- _JOB_:
Only the pictures stay out; every record is to be quoted exactly.

- _Point placement records_:
────────

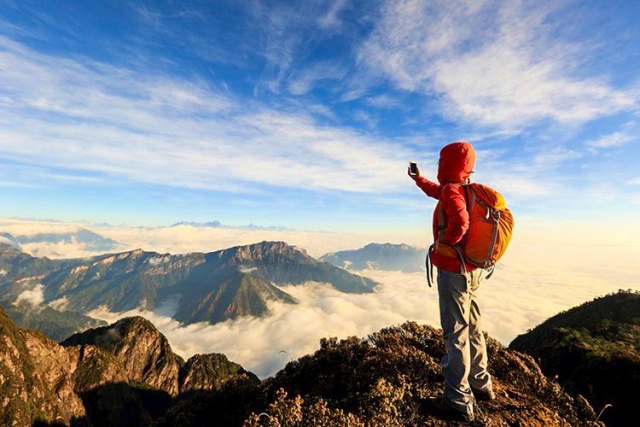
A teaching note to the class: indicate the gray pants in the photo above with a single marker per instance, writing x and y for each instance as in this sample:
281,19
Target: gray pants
464,367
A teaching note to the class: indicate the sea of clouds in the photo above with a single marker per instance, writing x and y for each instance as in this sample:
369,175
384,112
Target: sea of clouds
543,273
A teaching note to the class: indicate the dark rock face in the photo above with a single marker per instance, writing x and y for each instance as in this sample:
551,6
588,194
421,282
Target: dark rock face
210,372
214,287
103,377
143,352
592,350
123,374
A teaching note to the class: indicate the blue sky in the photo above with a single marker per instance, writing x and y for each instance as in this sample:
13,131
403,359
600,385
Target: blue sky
304,114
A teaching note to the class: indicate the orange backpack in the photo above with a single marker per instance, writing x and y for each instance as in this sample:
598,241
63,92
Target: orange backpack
490,227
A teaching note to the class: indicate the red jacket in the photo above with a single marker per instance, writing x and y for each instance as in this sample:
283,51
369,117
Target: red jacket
456,164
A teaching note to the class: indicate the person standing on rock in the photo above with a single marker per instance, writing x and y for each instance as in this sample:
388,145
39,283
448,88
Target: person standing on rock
464,367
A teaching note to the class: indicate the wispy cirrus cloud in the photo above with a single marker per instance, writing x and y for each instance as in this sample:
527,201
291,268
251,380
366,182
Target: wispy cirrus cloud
490,63
86,116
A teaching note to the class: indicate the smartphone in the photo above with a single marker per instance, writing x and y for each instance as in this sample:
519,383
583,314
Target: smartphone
413,168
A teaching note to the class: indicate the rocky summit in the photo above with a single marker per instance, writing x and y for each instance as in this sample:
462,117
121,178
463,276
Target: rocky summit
122,375
126,374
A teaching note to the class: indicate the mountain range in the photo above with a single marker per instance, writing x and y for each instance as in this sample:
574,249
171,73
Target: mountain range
593,350
209,287
126,374
376,256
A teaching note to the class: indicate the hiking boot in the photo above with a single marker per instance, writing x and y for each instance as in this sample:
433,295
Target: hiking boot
484,395
456,414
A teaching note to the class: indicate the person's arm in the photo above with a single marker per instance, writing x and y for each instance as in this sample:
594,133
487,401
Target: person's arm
455,208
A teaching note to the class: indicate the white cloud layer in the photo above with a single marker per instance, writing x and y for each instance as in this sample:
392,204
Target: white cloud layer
493,63
34,297
545,271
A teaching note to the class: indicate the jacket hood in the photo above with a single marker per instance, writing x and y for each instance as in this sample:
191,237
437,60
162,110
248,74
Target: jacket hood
456,164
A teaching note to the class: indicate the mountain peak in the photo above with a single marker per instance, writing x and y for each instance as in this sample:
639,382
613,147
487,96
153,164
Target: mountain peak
140,347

────────

- _SOLUTION_:
A teaching note to the class: indicate the gray pants in the photo above with a single marker per instance, writing x and y for each instance as in this sample:
281,19
Target: gray pants
464,367
A teaching note to the class: indicate the sea of clouds in the photo above with a single marker per instance, writing x and y for each instance as in this sample:
369,175
384,112
Target: sea of clouds
543,273
A teaching note to the class: indicate the dark rock face in the photo above with a single marker per instance, writing x and y for each instance as in this sample:
551,6
588,194
421,282
Target: dark rock face
210,372
214,287
103,377
143,352
592,350
123,374
A teaching note to the class: indicate the blue sky in the photo above with a single marker per instance, writing x and y for each instance as in this sample:
13,131
403,359
600,385
Target: blue sky
304,114
A teaching note to the class: indicate the orange backpack in the photo above with a single marker per instance, writing x and y for each instance as in this sample:
598,241
63,92
Target: orange backpack
490,227
A teaching note to the class: indicate the red jacket in the photo above with a single marker per instance, writing x and y for each instance as in this sample:
283,51
369,117
Target: red jacket
456,164
A teaching note to the class: indicate the person standing on rock in the photo above with a single marker per instance, writing x and y for each instance as in this sample:
388,145
39,283
448,88
Target: person standing on rock
464,367
A teaching note to the class: indicate the wispy cirrus cloud in the photo above with a single marker per instance, writing x and y for each instance as in this sample:
527,201
291,268
251,380
366,182
Target: wispy cirrus cloud
490,63
86,116
A teaching note to the class: indicate the smartphone in the photo above with a single marker per instance, writing x and y for each instance as in this sample:
519,383
583,314
Target: smartphone
413,168
A teaching note to the class: indicate the rocky summit in the photo above with a single marker per instance, writing x and y for each instance as in this sample:
462,117
121,178
463,276
Target: rocky summit
122,375
126,374
A teaching note to the class: indicate the mountain range in the photo above with a single marker per instance, writing x and y for each instance as in this sample:
574,249
171,73
Target: mountain range
593,350
209,287
126,374
376,256
A teaching note to the class: indicate the hiking boot in the photo above with a single marker per instance, writing x and y for each instance as in this sample:
433,295
Target: hiking boot
484,395
456,414
A teaching note to the class: indicate the person's arm in the photo above with a single marker per instance, writing x and y for each instance as in this sample:
594,133
487,401
Target: person's arm
455,208
A teaching note to the class: indicate the white cloud layer in the photo above with a single marker per instance, writing x and y for each instance as in this sample:
392,204
Target: white cloud layer
493,63
34,297
545,271
A teaching note to the class: indicate the jacket hood in the photo above with a single marker per instance, writing x and y for each instance as in this sample:
191,237
437,60
162,110
248,74
Target: jacket hood
456,164
A teaching note to the class: indicate the mountain peak in the photo above with a single marker per instance, writing x and y for each instance as in this sample:
639,382
613,147
487,96
153,164
Target: mountain peak
140,347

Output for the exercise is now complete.